#### Source text:
::::

In many cases, a compiler will then generate code using instructions of the nominal type, instead of instructions using a type with excess precision. In particular, this should avoid a fused multiply-add (FMA) being substituted for a multiplication followed by an addition. (An FMA has effectively infinite precision in the product before it is added to the addend, thus falling under the “excess precision is permitted” rule.) There are caveats, however. An implementation might first evaluate an operation with excess precision and then round it to the nominal precision. In general, this can cause a different result than doing a single operation in the nominal precision. For the elementary operations of addition, subtract, multiplication, division, and even square root, this does not happen if the excess precision is sufficient greater than the nominal precision. (There are proofs that a result with sufficient excess precision is always close enough to the infinitely precise result that the rounding to nominal precision gets the same result.) This is true for the case where the nominal precision is the IEEE-754 basic 32-bit binary floating-point format, and the excess precision is the 64-bit format. However, it is not true where the nominal precision is the 64-bit format and the excess precision is Intel’s 80-bit format.
So, whether this workaround works depends on the platform.
Other Issues
Aside from the use of excess precision and features like FMA or the optimizer rewriting expressions, there are other things that affect reproducibility, such as non-standard treatment of subnormals (notably replacing them with zeroes), variations between math library routines. (sin, log, and similar functions return different results on different platforms. Nobody has fully implemented correctly rounded math library routines with known bounded performance.)
These are discussed in other Stack Overflow questions about floating-point reproducibility, as well as papers, specifications, and standards documents.
Irrelevant Issues
The order in which a processor executes floating-point operations is irrelevant. Processor reordering of calculations obeys rigid semantics; the results are identical regardless of the chronological order of execution. (Processor timing can affect results if, for example, a task is partitioned into subtasks, such as assigning multiple threads or processes to process different parts of the arrays. Among other issues, their results could arrive in different orders, and the process receiving their results might then add or otherwise combine their results in different orders.)

::::

#### Exercise requirements:
A - Copy the records word for word, from the line with "Where can you see the wooden post" up to and including the last line of the records.
B - Write the next part of the passage on floating-point reproducibility, picking up right after its last sentence.
The records that come next are unrelated to the passage on floating-point reproducibility.

#### Information shown:

::::

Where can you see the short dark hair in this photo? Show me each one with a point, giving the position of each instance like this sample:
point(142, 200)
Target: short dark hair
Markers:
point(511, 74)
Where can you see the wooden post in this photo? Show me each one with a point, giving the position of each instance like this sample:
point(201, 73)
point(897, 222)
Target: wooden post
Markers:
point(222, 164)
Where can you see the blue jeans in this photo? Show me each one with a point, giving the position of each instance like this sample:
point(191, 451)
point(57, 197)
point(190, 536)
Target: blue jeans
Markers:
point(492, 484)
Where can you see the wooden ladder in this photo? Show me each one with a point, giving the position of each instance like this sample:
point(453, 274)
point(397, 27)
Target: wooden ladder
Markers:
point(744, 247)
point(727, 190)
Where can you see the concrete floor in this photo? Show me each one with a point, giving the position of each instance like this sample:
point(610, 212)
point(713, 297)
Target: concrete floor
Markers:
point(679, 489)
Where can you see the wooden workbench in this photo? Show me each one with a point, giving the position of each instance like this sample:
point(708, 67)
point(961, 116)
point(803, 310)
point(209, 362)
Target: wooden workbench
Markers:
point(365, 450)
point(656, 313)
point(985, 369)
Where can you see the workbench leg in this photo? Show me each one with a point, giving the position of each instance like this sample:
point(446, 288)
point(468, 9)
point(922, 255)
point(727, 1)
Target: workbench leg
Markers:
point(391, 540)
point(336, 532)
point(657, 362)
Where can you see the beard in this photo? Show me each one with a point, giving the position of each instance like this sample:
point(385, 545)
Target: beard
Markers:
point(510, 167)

::::

#### Answers:
A -
Where can you see the wooden post in this photo? Show me each one with a point, giving the position of each instance like this sample:
point(201, 73)
point(897, 222)
Target: wooden post
Markers:
point(222, 164)
Where can you see the blue jeans in this photo? Show me each one with a point, giving the position of each instance like this sample:
point(191, 451)
point(57, 197)
point(190, 536)
Target: blue jeans
Markers:
point(492, 484)
Where can you see the wooden ladder in this photo? Show me each one with a point, giving the position of each instance like this sample:
point(453, 274)
point(397, 27)
Target: wooden ladder
Markers:
point(744, 247)
point(727, 190)
Where can you see the concrete floor in this photo? Show me each one with a point, giving the position of each instance like this sample:
point(610, 212)
point(713, 297)
Target: concrete floor
Markers:
point(679, 489)
Where can you see the wooden workbench in this photo? Show me each one with a point, giving the position of each instance like this sample:
point(708, 67)
point(961, 116)
point(803, 310)
point(209, 362)
Target: wooden workbench
Markers:
point(365, 450)
point(656, 313)
point(985, 369)
Where can you see the workbench leg in this photo? Show me each one with a point, giving the position of each instance like this sample:
point(446, 288)
point(468, 9)
point(922, 255)
point(727, 1)
Target: workbench leg
Markers:
point(391, 540)
point(336, 532)
point(657, 362)
Where can you see the beard in this photo? Show me each one with a point, giving the position of each instance like this sample:
point(385, 545)
Target: beard
Markers:
point(510, 167)

B -
Using pointers will not fix anything. As far as C or C++ is concerned, *p where p is a pointer to double is the same as a where a is a double. One the objects has a name (a) and one of them does not, but they are like roses: They smell the same. (There are issues where, if you have some other pointer q, the compiler might not know whether *q and *p refer to the same thing. But that also holds true for *q and a.)
Using volatile qualifiers will not aid in reproducibility regarding the excess precision or expression rewriting issue. That is because only an object (not a value) is volatile, which means it has no effect until you write it or read it. But, if you write it, you are using an assignment expression1, so the rule about discarding excess precision already applies. When reading the object, you would force the compiler to retrieve the actual value from memory, but this value will not be any different than the non-volatile object has after assignment, so nothing is accomplished.
Footnote
1 I would have to check on other things that modify an object, such as ++, but those are likely not significant for this discussion.
Write this critical chunk of code in assembly language.
The situation you're in is unusual. Most of the time people want the compiler to do optimizations, so compiler developers don't spend much development effort on means to avoid them. Even with the knobs you do get (pragmas, separate compilation, indirections, ...) you can never be sure something won't be optimized. Some of the undesirable optimizations you mention (constant folding, for instance) cannot be turned off by any means in modern compilers.
If you use assembly language you can be sure you're getting exactly what you wrote. If you do it any other way you won't have that level of confidence.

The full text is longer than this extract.